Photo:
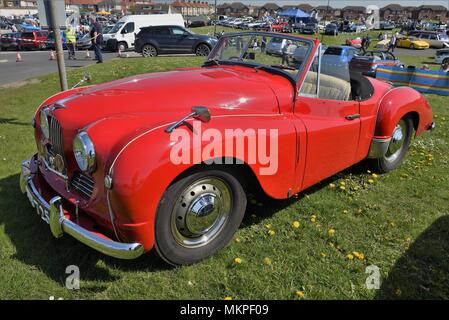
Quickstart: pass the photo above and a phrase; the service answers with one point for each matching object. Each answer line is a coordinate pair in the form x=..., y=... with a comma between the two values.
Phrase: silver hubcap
x=397, y=141
x=201, y=212
x=202, y=50
x=149, y=51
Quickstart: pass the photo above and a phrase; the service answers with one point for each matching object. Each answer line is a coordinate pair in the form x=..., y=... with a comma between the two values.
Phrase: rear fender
x=399, y=102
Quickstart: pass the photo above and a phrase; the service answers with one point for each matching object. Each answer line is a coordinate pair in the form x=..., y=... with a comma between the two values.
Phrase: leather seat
x=331, y=88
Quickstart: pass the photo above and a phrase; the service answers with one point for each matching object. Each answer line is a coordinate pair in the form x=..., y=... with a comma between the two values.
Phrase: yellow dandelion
x=267, y=261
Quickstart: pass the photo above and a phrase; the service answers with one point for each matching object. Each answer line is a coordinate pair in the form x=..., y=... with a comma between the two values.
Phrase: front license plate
x=40, y=209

━━━━━━━━━━━━━━━━

## Work request
Please transcribe the lines from the one containing "Phrase: yellow dandelion" through the last line of the records. Include both ends and nothing else.

## Result below
Phrase: yellow dandelion
x=267, y=261
Quickstart: pass the photo above and a phrase; the service answers with one point for each matching object. Each answer line is a coordinate pair in the form x=..., y=... with a comma between the two values.
Phrase: front license plate
x=40, y=209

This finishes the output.